• **Exercise goal**: Every line from the line containing "of the dishwasher" through the final line of the data is to be printed exactly; no other line is to appear.

• **Exercise data**:
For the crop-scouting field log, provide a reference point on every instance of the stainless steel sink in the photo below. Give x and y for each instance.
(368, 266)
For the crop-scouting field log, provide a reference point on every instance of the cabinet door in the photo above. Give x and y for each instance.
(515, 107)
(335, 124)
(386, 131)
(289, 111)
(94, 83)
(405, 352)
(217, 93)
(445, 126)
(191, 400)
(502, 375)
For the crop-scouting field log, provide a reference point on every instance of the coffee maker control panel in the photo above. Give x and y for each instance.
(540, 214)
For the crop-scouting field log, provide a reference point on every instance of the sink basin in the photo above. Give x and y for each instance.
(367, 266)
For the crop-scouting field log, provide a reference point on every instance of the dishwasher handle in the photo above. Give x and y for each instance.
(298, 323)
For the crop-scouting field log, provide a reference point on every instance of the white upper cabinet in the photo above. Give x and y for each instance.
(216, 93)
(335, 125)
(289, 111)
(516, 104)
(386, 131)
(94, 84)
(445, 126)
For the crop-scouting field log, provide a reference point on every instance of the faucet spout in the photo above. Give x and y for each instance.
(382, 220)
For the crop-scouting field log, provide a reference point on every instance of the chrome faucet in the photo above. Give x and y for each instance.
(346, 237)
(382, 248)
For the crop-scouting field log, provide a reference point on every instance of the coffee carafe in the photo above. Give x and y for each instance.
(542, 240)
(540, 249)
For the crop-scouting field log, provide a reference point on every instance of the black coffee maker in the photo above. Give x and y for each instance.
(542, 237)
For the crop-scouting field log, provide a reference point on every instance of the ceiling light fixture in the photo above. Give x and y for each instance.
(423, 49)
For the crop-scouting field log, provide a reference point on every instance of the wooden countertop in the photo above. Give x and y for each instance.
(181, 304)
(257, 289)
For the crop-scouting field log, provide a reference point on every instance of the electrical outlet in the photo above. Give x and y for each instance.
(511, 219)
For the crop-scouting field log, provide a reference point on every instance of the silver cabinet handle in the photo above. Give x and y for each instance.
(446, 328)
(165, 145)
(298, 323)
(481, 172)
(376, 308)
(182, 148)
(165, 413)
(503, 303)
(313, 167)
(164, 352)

• **Correct answer**:
For the crop-scouting field log, provide a reference point on every instance of the dishwasher handle in the photo above. Give x and y for each instance.
(298, 323)
For the crop-scouting field log, provide a reference point on every instance of the white upper cabinet in the photo above. Give x and y for each instance.
(216, 93)
(335, 125)
(289, 111)
(516, 104)
(386, 131)
(94, 84)
(445, 126)
For the crop-scouting field log, provide a reference point on every instance of the faucet spout in the photo above. Give x and y for each instance.
(382, 220)
For the crop-scouting field log, provide a reference point on every instance of the chrome faucet in the photo above. Give x and y for each instance.
(346, 237)
(382, 248)
For the crop-scouting field log, provide a reference point on every instance of the coffee carafe in the photo above. Give x and y for each instance.
(542, 240)
(540, 249)
For the crop-scouting field log, provide a reference point on every instance of the black coffee maker in the photo above. Give x and y for each instance.
(542, 237)
For the crop-scouting field log, provide a reference point on every instance of the ceiling light fixture in the photo above. Give x and y for each instance.
(423, 49)
For the crop-scouting field log, provide a reference point on every instance of the wooden countertop in the photo above. Give x and y for each instance.
(181, 304)
(257, 289)
For the crop-scouting field log, provide a reference point on every instance of the electrical outlet in the photo above. Give x and y for each instance.
(511, 219)
For the crop-scouting field log, provide a reference point on every instance of the silver cabinet handle in the photo above. Give x and y for each instance.
(446, 328)
(165, 145)
(298, 323)
(481, 172)
(376, 308)
(182, 148)
(165, 413)
(503, 303)
(313, 167)
(164, 352)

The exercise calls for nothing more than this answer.